■ **RECORDS SHOWN**:
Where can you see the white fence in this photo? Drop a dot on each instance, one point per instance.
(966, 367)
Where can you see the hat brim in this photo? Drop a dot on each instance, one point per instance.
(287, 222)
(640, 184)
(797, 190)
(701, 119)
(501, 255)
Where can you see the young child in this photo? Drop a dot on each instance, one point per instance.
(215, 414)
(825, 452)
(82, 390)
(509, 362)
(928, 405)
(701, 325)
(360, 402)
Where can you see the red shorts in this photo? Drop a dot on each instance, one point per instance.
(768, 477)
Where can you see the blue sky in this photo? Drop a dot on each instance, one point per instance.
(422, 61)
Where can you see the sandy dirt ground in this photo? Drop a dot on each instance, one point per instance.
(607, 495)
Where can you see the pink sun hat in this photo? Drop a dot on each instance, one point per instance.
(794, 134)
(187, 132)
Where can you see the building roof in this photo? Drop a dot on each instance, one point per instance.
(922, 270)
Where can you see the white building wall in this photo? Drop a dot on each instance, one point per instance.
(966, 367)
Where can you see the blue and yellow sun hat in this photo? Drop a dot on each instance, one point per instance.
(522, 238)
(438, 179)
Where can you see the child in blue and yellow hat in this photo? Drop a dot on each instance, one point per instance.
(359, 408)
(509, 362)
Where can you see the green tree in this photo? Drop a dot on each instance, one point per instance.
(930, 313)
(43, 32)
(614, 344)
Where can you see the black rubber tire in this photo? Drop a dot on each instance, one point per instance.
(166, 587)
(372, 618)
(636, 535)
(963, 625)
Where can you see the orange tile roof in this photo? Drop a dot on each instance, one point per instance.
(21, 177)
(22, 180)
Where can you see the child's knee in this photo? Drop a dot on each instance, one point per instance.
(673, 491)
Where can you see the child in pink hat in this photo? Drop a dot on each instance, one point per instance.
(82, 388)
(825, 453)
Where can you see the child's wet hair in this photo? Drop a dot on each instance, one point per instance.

■ **BRIEF**: Render each line of all the items above as a JSON list of strings, one string per line, skipping any blank lines.

■ **WRITTEN RESPONSE**:
[
  "Where can you see the white fence in this photo? Drop a dot on each instance, one point per instance.",
  "(966, 367)",
  "Where can you see the hat brim in this photo? Drop a dot on each instance, one point per instance.",
  "(287, 222)",
  "(640, 184)",
  "(797, 190)",
  "(701, 119)",
  "(501, 255)",
  "Where can you see the young child in this photo? Drop a dot on each instance, one point per instance.",
  "(215, 414)",
  "(825, 452)",
  "(82, 390)",
  "(509, 362)",
  "(928, 405)",
  "(701, 325)",
  "(360, 402)",
  "Where can you see the red shorts in this photo? Drop a dot on each instance, one point per instance.",
  "(768, 477)",
  "Where can you see the blue sky in this photo? Drop a dot on each instance, one point per instance.",
  "(422, 61)",
  "Where can you see the sandy dirt ground in this photo? Drop a dot on each instance, one point per instance.",
  "(607, 495)",
  "Where can you see the pink sun hat in this photo? Drop a dot on each instance, one point per instance.",
  "(794, 134)",
  "(187, 132)",
  "Where can you see the building roof in this photo? Drop a dot on each instance, one point per instance.",
  "(922, 270)",
  "Where can you see the white building wall in this photo? Drop a dot on each instance, one point per instance.",
  "(966, 367)",
  "Where can you see the blue and yellow sun hat in this photo? Drop a dot on each instance, one point per instance.",
  "(522, 238)",
  "(438, 179)",
  "Where can you see the child in blue and yellow hat in this photo? Drop a dot on each instance, one point per instance.",
  "(359, 408)",
  "(509, 362)",
  "Where can you see the green tree in this photo? Drop a dot on each instance, one point per instance.",
  "(930, 313)",
  "(43, 32)",
  "(614, 344)",
  "Where can you see the black rubber tire in this photo? Drop a dot on each instance, one point per instance.",
  "(166, 587)",
  "(372, 618)",
  "(636, 535)",
  "(963, 625)",
  "Where can you see the orange tile roof in this photo? Drop a dot on each instance, one point per instance.",
  "(21, 177)",
  "(22, 180)",
  "Where can you see the child's knee in this photo? Drop a dot on each instance, one point per instance.",
  "(673, 491)",
  "Where can you see the child in pink hat in this photo? Drop a dot on each instance, one point per instance.",
  "(82, 388)",
  "(825, 453)",
  "Where can you see the child's wet hair in this photo? Drop a dot on each instance, one point per instance."
]